PROBLEM DESCRIPTION:
Extend the article on Weatherford's Centro platform, starting right after its final sentence about the five pillars.

While collaboration is at the heart of the oil field, the various moving parts involved in any operations setting can make working together difficult. Weatherford International is working to solve this with its digital Centro platform.

The Centro platform is a vendor-agnostic digital environment integrating drilling and geoscience information with real-time engineering, data-driven machine learning models and real-time, key performance indicator (KPI) analytics, said Reisha Bouska, global product manager at Weatherford.

“We want to make sure that people are working together in a collaborative way, not in silos,” Denise Livingston, product manager of digital solutions for Weatherford, said. “If I'm working in real-time and if I bring everybody together to look at the same data and the same type of information, then I can improve the agility of making my decision.”

Centro acquires high-resolution data from multiple sources, including rig site, offset well databases and geological and geophysical data and transfers the data over a secure network to a centralized repository hosted in a cloud database. From there, team members are granted access and can share project information among multidisciplinary team members.

“The platform has communication channels, alarms in place, document management tools that allows the user to make quick decisions,” said Marian Patranescu-Matea, Weatherford’s software services lead for Europe and the Caspian Sea. “It also has the ability to be accessed from remote locations with only your mobile device or … tablet. So you are not dependent on [a] computer or laptop and you can monitor the activity when you are traveling.”

Patranescu-Matea said Centro also provides a “wide variety of tools for the people that are inside of the platform working and monitoring the activity,” with various methods of intra-platform communication, allowing each user to share with their team members and safely store any vital information in a safe place on the platform.

The platform also has various alarms and document management tools in place that can be accessed from a remote mobile device as well.

The efficiency gained by using the collaborative effect of Centro can increase the speed and the safety of operations on shore and off.

The platform has been used in projects in both Mexico and Colombia and proven its time-saving capabilities, Patranescu-Matea said.

“In Mexico, we aggregated data from six different providers and created an end-to-end solution for the customer, which led them to achieve 32% production enhancement and a 60% time reduction,” he said.

This project, which Patranescu-Matea said also reduced costs by 40%—saving $1.8 million—integrated data from five vendors external to Weatherford as proof of concept that the product is vendor-agnostic.

In Colombia, Weatherford’s client had an issue with a lost hole, meaning they weren’t able to drill their wellbore to its absolute maximum depth. The client was also grappling with a tight drilling window and excessive vibrations downhole, Patranescu-Matea said. With Centro’s well optimization capabilities, the client was able to reach total depth on the well and achieve a 33% reduction in time— with zero incidents.

Five pillars

Centro’s approach to optimize wells relies on five pillars: aggregation, monitoring, engineering, prediction and benchmarking. Each concept plays an important role in Centro’s process.

[Segmentation mask rows]

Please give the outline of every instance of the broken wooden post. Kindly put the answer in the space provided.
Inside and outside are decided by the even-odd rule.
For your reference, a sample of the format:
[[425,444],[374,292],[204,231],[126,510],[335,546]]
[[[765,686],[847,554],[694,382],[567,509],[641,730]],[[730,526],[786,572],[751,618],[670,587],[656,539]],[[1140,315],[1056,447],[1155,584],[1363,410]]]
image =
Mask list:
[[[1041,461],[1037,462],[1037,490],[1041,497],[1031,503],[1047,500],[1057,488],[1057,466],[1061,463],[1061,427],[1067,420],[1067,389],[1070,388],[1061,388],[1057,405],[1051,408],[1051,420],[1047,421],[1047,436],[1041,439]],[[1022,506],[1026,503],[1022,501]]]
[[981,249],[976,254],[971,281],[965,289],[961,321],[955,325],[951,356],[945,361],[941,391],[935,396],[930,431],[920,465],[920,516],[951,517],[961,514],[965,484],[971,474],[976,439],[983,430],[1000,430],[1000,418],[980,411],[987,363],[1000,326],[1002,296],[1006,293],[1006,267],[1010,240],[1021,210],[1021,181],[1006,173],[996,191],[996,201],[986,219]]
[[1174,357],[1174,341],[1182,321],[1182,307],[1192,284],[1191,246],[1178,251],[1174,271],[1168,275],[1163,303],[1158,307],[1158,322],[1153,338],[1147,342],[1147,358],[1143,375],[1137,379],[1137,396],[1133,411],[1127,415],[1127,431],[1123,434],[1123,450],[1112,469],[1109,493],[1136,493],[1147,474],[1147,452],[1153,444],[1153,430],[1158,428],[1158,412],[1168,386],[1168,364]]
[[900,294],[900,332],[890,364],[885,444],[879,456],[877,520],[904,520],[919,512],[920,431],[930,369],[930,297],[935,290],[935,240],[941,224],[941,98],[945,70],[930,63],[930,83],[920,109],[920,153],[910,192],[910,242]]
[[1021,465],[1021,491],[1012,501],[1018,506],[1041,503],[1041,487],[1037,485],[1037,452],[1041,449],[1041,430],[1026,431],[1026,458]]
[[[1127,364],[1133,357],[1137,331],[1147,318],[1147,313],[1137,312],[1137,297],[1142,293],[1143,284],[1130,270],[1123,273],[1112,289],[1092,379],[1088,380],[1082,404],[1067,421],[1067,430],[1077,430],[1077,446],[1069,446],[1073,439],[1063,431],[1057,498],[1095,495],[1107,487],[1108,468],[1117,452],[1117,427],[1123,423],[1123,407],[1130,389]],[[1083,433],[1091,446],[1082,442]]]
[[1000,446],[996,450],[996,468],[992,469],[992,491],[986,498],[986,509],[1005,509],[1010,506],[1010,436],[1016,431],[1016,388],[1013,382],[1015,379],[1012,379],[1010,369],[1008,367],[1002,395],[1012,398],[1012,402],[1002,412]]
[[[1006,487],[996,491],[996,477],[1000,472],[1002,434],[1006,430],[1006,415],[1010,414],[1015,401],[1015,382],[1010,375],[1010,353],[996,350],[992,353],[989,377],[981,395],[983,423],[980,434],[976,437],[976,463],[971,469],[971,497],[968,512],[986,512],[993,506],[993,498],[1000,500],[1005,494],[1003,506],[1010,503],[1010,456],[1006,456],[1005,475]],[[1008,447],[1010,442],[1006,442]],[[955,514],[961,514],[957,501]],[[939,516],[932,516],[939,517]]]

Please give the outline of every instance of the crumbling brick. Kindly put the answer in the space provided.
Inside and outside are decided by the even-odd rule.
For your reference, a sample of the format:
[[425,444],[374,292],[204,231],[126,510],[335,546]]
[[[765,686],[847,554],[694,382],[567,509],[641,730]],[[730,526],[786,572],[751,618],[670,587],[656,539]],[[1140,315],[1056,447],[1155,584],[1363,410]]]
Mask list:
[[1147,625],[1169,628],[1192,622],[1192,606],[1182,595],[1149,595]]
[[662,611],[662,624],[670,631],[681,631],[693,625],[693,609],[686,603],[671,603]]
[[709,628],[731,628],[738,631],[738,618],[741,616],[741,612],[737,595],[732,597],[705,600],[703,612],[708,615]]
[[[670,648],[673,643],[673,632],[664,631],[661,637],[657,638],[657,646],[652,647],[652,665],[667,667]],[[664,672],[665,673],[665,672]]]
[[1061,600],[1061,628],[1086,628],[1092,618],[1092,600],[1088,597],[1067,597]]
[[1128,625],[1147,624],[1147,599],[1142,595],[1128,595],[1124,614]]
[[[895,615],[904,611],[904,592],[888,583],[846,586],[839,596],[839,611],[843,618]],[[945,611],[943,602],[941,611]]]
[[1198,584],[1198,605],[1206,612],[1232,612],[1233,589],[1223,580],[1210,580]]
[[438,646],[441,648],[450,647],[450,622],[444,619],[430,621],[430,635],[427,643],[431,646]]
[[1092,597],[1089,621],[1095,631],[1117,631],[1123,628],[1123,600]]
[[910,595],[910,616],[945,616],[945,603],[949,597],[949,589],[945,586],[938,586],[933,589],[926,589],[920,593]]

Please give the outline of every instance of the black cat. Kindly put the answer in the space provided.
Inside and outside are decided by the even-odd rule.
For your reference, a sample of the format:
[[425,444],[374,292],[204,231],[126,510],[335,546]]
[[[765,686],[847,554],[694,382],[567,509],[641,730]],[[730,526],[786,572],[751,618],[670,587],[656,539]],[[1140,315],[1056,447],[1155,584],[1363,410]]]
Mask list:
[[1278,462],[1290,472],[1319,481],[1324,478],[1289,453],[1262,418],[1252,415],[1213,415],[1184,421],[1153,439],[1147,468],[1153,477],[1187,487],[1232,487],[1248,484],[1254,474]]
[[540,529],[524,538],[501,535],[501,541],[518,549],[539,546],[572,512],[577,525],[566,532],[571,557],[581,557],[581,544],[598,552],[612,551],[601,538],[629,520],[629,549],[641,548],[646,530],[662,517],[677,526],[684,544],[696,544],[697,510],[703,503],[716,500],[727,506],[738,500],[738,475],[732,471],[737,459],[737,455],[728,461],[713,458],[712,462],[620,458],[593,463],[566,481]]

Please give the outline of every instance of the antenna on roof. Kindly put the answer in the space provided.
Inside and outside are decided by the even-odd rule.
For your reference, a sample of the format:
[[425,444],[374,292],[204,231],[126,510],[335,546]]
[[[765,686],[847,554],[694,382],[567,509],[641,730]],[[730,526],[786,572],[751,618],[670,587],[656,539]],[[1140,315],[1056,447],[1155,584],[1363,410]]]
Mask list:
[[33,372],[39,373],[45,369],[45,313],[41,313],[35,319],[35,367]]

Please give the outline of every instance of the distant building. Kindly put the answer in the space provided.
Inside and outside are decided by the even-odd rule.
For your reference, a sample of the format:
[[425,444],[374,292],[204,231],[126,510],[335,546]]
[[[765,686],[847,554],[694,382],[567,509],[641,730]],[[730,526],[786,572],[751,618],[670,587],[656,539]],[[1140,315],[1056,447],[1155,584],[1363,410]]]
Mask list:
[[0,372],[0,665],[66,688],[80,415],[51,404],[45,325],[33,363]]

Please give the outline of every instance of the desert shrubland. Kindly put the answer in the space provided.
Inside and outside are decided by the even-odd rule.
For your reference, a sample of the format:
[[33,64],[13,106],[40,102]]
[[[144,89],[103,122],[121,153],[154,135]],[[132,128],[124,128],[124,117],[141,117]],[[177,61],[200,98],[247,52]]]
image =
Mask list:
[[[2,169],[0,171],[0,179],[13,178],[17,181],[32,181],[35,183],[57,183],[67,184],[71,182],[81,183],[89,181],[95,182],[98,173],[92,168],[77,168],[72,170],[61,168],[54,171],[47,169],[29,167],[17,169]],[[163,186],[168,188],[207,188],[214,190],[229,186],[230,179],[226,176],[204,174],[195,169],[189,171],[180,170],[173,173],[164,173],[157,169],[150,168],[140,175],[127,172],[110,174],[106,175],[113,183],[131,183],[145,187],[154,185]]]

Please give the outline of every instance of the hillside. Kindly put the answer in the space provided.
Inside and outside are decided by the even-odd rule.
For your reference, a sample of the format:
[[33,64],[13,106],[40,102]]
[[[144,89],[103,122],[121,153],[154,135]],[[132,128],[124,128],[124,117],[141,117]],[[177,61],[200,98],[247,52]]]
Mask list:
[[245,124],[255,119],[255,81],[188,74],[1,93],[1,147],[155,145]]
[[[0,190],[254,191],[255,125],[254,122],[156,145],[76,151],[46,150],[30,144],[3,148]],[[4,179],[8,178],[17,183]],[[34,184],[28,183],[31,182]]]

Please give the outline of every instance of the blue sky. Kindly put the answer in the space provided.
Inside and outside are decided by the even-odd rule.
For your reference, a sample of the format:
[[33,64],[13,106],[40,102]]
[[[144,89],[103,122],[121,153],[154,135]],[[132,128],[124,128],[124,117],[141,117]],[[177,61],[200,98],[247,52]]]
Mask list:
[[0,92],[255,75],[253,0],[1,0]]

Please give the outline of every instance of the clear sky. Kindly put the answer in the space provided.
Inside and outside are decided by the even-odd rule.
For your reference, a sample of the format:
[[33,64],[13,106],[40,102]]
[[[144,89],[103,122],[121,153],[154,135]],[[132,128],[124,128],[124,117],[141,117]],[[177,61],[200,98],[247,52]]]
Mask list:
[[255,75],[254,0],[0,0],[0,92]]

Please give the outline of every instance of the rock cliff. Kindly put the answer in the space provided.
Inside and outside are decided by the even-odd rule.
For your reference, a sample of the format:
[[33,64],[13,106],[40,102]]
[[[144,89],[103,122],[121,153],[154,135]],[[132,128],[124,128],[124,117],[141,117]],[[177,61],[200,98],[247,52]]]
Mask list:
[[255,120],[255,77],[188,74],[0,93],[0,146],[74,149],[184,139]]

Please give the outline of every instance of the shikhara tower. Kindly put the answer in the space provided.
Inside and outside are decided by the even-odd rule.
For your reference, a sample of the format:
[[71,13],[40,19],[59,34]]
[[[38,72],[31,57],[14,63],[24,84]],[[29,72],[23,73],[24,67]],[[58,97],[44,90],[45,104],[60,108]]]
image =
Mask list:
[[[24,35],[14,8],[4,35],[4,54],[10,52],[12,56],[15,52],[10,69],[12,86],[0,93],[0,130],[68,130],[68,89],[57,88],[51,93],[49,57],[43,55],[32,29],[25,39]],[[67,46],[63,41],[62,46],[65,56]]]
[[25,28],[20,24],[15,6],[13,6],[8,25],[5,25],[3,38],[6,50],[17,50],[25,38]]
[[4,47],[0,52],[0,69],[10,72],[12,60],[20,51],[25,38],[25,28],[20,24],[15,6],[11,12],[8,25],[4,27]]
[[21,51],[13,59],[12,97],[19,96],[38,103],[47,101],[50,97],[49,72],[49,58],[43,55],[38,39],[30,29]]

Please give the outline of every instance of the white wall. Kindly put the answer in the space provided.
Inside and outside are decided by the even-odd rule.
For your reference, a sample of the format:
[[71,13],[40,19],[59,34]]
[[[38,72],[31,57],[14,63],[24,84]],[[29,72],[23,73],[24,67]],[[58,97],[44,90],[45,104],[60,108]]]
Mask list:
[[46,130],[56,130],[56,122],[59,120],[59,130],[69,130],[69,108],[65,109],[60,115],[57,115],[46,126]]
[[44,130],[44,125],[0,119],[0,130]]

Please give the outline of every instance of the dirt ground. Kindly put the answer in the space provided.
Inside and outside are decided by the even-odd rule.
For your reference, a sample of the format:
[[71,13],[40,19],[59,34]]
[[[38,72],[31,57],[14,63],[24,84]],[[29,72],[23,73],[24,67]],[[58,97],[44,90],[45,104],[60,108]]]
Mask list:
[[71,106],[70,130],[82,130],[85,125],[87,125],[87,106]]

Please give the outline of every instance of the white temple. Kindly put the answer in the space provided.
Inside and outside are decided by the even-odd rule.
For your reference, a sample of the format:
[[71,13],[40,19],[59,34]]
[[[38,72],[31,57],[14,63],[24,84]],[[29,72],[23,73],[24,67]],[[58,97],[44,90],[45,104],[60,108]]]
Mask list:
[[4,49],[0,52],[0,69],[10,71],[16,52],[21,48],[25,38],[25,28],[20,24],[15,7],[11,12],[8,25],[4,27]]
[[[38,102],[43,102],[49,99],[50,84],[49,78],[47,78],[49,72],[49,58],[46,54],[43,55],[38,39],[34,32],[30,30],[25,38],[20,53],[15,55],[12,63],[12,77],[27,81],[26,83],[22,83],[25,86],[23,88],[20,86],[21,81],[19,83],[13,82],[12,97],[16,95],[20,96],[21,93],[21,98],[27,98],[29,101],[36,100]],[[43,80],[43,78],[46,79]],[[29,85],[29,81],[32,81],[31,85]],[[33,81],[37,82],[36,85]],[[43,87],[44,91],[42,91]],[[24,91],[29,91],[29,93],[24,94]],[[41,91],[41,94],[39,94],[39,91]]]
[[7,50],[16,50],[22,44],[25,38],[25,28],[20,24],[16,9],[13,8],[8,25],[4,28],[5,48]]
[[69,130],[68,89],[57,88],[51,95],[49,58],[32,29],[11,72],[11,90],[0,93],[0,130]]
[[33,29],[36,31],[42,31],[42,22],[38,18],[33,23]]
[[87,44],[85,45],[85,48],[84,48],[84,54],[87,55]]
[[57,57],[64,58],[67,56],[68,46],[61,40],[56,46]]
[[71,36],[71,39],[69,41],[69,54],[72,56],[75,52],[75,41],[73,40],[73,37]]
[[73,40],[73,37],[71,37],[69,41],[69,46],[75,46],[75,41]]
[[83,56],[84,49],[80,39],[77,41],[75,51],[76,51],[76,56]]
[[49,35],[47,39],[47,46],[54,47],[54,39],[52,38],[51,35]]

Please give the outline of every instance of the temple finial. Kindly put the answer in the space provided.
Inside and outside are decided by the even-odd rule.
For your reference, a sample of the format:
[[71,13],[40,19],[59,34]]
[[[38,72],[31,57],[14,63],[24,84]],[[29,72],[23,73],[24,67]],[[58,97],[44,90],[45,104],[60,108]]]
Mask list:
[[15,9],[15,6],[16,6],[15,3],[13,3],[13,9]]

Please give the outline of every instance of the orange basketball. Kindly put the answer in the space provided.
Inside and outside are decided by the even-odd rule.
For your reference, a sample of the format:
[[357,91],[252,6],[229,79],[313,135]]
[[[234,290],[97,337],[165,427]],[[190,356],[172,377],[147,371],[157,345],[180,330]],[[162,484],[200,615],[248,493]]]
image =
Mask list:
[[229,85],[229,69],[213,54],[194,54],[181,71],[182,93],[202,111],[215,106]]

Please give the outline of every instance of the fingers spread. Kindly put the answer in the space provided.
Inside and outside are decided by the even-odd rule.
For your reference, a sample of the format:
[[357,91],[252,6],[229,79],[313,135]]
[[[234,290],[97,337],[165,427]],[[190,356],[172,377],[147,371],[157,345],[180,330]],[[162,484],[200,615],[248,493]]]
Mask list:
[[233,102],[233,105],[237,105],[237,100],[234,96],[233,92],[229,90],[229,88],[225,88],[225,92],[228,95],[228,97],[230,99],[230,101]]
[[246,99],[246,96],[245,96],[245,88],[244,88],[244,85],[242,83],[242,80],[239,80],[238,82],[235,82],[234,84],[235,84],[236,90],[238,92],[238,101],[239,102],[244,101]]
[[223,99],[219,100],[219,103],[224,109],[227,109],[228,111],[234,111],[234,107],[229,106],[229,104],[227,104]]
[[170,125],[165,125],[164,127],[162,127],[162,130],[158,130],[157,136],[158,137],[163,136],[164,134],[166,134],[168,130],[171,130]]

RESPONSE AREA:
“We start aggregating the information from multiple rigs. We aggregate all the information—and again [it’s] vendor neutral, it doesn't matter who's at the rig working for you. We aggregate that information, we send to our cloud or whatever is the deployment of choice,” Livingston said.

Data on parameters such as directional control, operational performance, well placement, mud density and more are collected and shared to the Centro cloud. Once shared, users can use 2D and 3D visualizations to monitor and make observations about the gathered rig data to make informed decisions about drilling strategies, equipment adjustments or to diagnose any underlying issues.

“Using Centro engineer’s planning capabilities, [operators] can generate a tentative well program design, considering rig configuration, piping and rig piping instrumentation,” Bouska said. “[Operators] can also look at the well path by inputting [their] trajectory plan and look at the well geometry based on hole sizes and casing designs and can also plan for various drilling fluids and different work strings.”

After highlighting areas of improvement and using different engineering modules, operators can further validate changes to well designs related to mechanics, hydraulics and geomechanics. Combining the real-time data with dynamic models and calculations allows for early detection of operational performance needs. Predictive algorithms and Centro’s machine learning capabilities are then combined with physics-based algorithms to provide other insights and suggest new pathways for optimization.

After the prediction phase, benchmarking updates information and strategies for further well optimization. This allows operators to leverage decades of industry expertise by seamlessly integrating multidisciplinary fields.

“We want to bring up both productivity and efficiency, but not just efficiency for one particular drilling operation,” Livingston said. “Of course, efficiencies reduce costs, but in the same way, I want to be able to be safer. We understand that one KPI for one particular operation may change, but the overall goal is for us to work together in a safer environment, and when we bring everybody together, we achieve that collective efficiency.”